Exercise text START

The marchers continued through the streets of downtown and convened at the Arch grounds. The diverse crowd held signs that read "Black Lives Matter" and other messages while chanting.
"No justice, no peace! No racist police!" the group shouted as they made their way to the Arch.
Upon arriving, activists used sticky notes to post their demands for justice on the Arch. They then proceeded to march onto westbound I-64. “We’re not out here just to be on top of the highway,” said state Rep. Rasheen Aldridge, who was also a Ferguson protestor. “We’re out here because we are still grieving for lives and lives and lives.”
Aldridge then began chanting, “Say his name!”
The audience responded, “George Floyd!”
The massive group of demonstrators ended the action with closing remarks from Gray.
"This movement doesn’t belong to one person," Gray said. "This movement doesn’t belong to one state. This movement belongs to the people – and this is not the end.”
Younger activists stayed in the street after the Expect Us action ended. It was largely a group of black protestors with some white allies. Clara Holmes, who organized one of the first George Floyd actions on Thursday, May 28, was one of the impromptu organizers of this follow-up action.
“If you’re 25 years of younger, this is your movement!” a young organizer who identified himself as Kenny said. “You all have a role! Know your role in this movement, but whatever you do, do not lose momentum.”
Kenny tried to harness and control some of the crowd’s seething energy. “We need to plan, let’s not let this fizzle out,” Kenny said. “We are not prepared to face the police head-on. That’s the last thing we need. We need to stay cohesive to one plan.”
A young woman protestor who did not give her name joined Kenny at the makeshift podium. She spoke to both the diversity in the crowd and the awareness that some white protestors might present themselves as Black Lives Matter “allies” but have their own agenda.
“It’s a lot of white folks in the crowd,” the young woman said. “You’ve got to understand and respect your place in this war. Some of you think it’s Hunger Games. Do not come up in here trying to start your own struggle.”
There is sensitivity among organizers to be identified by name. A number of Ferguson protest leaders have lost their lives since 2014. Two St. Louis protestors have just been charged with crossing state lines to incite a riot after livestreaming their road trip to join protests in Minneapolis.

Exercise text END
Available data START

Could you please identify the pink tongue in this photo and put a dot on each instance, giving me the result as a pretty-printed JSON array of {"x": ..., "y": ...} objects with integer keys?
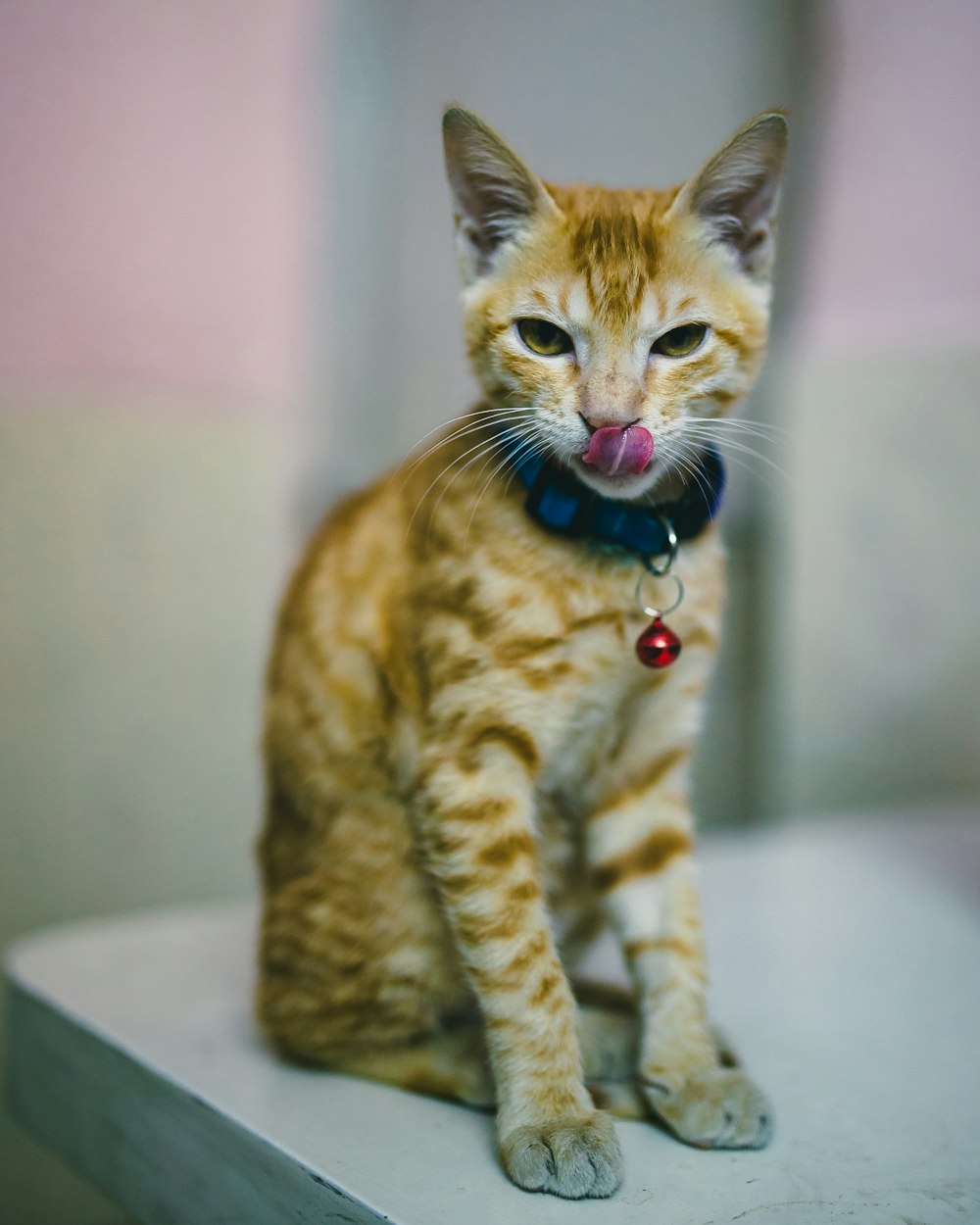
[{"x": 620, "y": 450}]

Available data END
Available data START

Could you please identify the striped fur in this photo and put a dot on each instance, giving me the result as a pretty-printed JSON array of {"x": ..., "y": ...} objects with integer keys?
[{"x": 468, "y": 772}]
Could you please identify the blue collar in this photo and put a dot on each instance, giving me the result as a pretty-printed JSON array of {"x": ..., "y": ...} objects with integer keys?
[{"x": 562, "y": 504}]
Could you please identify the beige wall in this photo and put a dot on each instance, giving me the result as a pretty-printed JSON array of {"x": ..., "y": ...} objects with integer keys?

Available data END

*Required work*:
Answer these about the article on the march to the Arch:
(a) What did activists use to post their demands on the Arch?
(b) Who gave the closing remarks that ended the Expect Us action?
(c) On what day did Clara Holmes organize one of the first George Floyd actions?

*Your response*:
(a) Sticky notes
(b) Gray
(c) Thursday, May 28